Page excerpt:
# # # #
- Birth name: Stephen Phillips
- Born: 20 July London, England
- Genres: Pop; R&B; Electronica;
- Occupations: Record Producer; Composer; DJ; TV Producer; Executive Producer; Remixer;
- Instrument(s): Piano, Saxophone, Clarinet, Bugle, Guitar, Drums
- Years active: 1995–present
- Labels: Kalvo Music, Handshake / Sony Music Latin
- Website: kaydean.net

= Kaydean =

British-American record and TV producer

Kaydean is a British-American record and TV producer, composer, DJ, record label executive and artist manager. Kaydean produces, composes and arranges music in the Dance, Electronica, Latin Pop, Contemporary R&B, and Electronica genres. Born in London, he has worked with many artists including Janet Jackson, Maxi Priest, Robyn, Man Parrish, Angel "Cucco" Peña, Baron Lopez, Raekwon, Ky-Mani Marley, Frankie Cutlass and Nocera amongst others. He is also known for discovering Latin Pop Star Janid and managing her career. He produced her Spanish album "La Magia" under the Sony Music Latin imprint label, Handshake and her Hit Single "Penicilina". In 2015 he debuted as a TV executive producer with Janid's reality show on Mega TV, Janid: Atrediva The first episode aired on 6 September 2015.

==Early life==
Kaydean Phillips was born Stephen Ricardo Budda in London, England. When he was 2 years old, his parents married and his last name was changed to his father's last name, Phillips. However, he adopted the name Kaydean Phillips to avoid confusion with other composers with the same first name. Looking for new opportunities in America, Kaydean's family moved to the Bronx, New York when he was seven years old. A child prodigy, Kaydean mastered multiple instruments before his teens including, Drums, Saxophone, Clarinet, Piano and Bugle. His love for the piano quickly led him to land his first concert in Avery Fisher Hall in New York City.
# # # #
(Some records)

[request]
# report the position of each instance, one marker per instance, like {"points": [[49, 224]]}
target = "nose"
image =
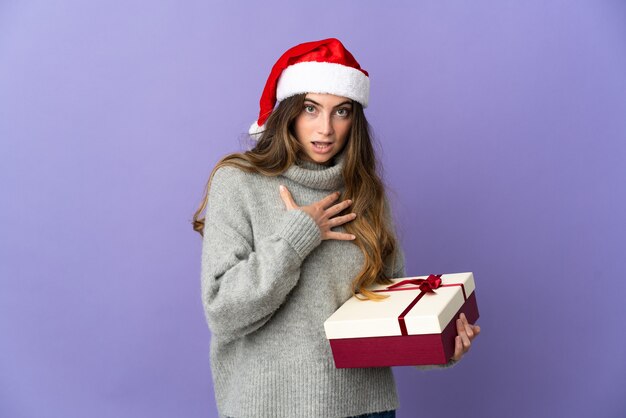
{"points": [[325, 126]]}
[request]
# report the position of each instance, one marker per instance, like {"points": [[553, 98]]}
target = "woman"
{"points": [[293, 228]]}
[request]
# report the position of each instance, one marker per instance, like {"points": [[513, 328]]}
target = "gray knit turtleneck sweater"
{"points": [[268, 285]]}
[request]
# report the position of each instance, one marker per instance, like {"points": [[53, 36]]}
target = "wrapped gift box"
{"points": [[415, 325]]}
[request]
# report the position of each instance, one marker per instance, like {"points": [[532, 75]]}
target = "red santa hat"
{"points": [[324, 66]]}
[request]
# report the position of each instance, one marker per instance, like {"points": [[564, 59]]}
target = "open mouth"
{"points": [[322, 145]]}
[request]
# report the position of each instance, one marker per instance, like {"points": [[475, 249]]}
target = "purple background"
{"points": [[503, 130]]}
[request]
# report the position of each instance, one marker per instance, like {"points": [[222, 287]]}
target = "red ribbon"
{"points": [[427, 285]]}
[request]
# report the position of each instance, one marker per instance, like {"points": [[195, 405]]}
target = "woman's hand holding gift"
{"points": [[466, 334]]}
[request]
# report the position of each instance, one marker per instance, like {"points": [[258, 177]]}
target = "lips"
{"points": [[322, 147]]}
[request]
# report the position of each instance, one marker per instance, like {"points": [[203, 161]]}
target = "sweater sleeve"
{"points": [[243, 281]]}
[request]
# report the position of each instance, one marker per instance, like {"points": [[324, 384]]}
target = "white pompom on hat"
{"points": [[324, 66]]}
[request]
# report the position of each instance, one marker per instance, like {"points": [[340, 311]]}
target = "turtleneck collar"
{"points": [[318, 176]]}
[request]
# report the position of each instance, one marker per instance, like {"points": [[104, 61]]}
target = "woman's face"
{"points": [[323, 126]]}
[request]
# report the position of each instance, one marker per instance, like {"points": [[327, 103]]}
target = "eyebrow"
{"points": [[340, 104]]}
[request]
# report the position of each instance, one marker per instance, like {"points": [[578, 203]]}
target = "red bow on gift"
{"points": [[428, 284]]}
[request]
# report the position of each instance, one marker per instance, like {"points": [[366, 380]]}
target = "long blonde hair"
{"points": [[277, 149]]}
# # # #
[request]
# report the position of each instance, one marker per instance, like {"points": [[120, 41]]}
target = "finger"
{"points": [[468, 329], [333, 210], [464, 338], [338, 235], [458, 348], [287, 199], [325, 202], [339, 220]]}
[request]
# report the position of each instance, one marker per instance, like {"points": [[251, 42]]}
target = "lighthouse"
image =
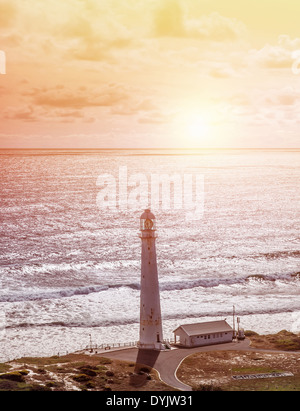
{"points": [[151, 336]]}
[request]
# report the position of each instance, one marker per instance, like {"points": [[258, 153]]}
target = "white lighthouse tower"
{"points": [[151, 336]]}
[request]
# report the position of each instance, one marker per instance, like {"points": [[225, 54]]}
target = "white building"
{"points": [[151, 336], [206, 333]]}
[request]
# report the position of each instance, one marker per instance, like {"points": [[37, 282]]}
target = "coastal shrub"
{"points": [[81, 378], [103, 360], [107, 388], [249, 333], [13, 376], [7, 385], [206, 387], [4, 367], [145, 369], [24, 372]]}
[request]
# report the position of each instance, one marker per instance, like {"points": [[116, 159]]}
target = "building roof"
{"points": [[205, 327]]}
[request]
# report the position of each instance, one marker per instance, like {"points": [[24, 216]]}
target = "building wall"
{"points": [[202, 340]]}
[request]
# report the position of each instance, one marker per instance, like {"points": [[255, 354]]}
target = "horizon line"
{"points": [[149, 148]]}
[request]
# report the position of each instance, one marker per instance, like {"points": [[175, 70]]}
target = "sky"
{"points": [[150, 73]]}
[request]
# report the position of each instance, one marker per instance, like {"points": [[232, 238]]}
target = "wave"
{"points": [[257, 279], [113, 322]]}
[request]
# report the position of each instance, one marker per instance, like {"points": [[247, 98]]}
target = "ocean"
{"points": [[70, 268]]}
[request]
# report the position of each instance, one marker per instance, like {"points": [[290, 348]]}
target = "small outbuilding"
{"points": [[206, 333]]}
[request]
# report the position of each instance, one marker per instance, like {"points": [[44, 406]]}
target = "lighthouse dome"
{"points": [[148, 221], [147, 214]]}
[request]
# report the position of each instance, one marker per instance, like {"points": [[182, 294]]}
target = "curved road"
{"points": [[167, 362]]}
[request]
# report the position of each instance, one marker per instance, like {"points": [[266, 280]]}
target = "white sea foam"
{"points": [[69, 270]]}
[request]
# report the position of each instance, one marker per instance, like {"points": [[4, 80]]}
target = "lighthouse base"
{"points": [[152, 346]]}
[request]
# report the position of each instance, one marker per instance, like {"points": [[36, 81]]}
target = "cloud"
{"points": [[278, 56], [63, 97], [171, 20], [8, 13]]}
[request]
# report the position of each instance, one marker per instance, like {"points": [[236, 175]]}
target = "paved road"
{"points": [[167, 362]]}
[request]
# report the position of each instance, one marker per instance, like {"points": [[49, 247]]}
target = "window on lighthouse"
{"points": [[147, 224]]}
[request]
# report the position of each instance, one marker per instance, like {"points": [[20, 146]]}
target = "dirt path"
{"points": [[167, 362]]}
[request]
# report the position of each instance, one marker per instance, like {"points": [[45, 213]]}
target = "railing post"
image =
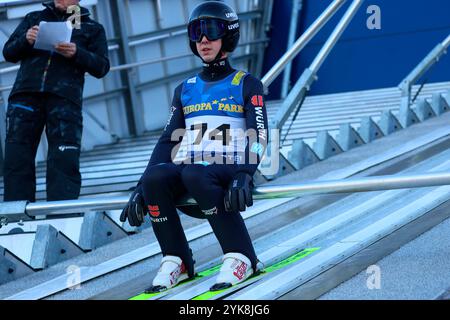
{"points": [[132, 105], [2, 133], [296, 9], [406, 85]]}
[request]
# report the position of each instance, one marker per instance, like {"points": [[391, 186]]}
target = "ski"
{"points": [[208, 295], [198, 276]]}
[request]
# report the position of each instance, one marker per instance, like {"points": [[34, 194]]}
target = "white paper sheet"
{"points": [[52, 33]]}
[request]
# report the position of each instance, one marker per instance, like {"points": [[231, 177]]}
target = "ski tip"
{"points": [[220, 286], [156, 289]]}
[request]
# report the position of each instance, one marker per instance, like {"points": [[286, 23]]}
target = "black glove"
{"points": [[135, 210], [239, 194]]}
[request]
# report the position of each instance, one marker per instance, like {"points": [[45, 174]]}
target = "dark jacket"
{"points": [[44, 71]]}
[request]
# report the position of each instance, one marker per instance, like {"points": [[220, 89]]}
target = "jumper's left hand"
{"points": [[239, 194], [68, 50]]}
# # # #
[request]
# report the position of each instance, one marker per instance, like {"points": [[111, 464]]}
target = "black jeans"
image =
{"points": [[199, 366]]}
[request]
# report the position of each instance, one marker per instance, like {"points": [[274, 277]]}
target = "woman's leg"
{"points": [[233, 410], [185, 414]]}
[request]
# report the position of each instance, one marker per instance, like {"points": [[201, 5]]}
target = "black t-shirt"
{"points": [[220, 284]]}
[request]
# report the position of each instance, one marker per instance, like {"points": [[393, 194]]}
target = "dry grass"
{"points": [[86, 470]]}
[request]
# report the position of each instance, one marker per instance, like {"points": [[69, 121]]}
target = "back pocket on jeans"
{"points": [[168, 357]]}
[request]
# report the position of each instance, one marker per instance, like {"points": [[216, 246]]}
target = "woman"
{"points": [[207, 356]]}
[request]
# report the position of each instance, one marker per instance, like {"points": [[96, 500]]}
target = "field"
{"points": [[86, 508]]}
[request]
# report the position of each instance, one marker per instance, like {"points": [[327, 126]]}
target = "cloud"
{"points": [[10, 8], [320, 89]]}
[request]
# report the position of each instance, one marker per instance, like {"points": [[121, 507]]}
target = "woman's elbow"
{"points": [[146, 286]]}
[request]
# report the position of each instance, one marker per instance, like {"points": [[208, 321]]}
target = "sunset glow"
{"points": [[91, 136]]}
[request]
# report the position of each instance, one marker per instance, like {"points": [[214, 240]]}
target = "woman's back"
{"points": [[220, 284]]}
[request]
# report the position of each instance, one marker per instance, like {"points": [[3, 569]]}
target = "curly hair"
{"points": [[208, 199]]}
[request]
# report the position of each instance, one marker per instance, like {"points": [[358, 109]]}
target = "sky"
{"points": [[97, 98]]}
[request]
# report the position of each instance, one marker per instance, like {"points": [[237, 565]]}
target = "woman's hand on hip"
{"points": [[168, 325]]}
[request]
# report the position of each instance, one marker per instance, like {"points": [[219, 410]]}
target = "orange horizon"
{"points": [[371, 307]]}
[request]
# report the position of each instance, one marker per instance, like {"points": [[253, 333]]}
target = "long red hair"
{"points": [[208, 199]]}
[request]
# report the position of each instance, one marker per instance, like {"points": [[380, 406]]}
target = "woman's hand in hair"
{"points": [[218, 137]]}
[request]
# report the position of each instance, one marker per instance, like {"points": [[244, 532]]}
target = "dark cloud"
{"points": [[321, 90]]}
# # # #
Aim 1: Extract every line in the listing that contains the string "dark".
Aim 2: Proceed with the biography of Kaydean, starting after its final sentence.

Reply 1:
target = "dark jacket"
target = "dark cloud"

Reply 2:
==Career ==
Kaydean signed his first production deal at the age of 16 with Bodyrock Entertainment, EMI and eventually went on to perform with, produce, remix and tour for many notables such as Janet Jackson, Angel "Cucco" Peña, Robyn, Laura Pausini, Natalia Jimenez, Marc Anthony, Michael Stuart, Maxi Priest, Raekwon, Ky-Mani Marley, Man Parrish, Frankie Cutlass, DJ Baron Lopez, Nocera, as well as many others. Most recently, Kaydean scored a National Top 10 hit by producing Janid's hit single "Penicilina".

Besides working with artists, Kaydean has scored television series and TV and radio commercials alongside Angel "Cucco" Peña for brands such as Suzuki, Puerto Rico's Tourism Board, Puerto Rico's Board of Elections, Goya, WAPA TV, ABC-TV, and Mystic Beverages (Dr Pepper Snapple Group).

As a solo artist, Kaydean has released five independent, cross-genre albums in the New Age, Ambient, Dance, Techno and Trance genres. Most recently, he has Deejayed alone and alongside his protégé and recording artist Janid at the José Miguel Agrelot Coliseum in Puerto Rico and at Epcot Center in Florida.

==Discography==
- A New Dawn (1999)
- Renacimiento (2000)
- Hypnotek (2000)
- Wisdom (2001)
- Tranceformed (2003)
- Emerge (2011)
- Submerge (2011)
- La Magia (2014)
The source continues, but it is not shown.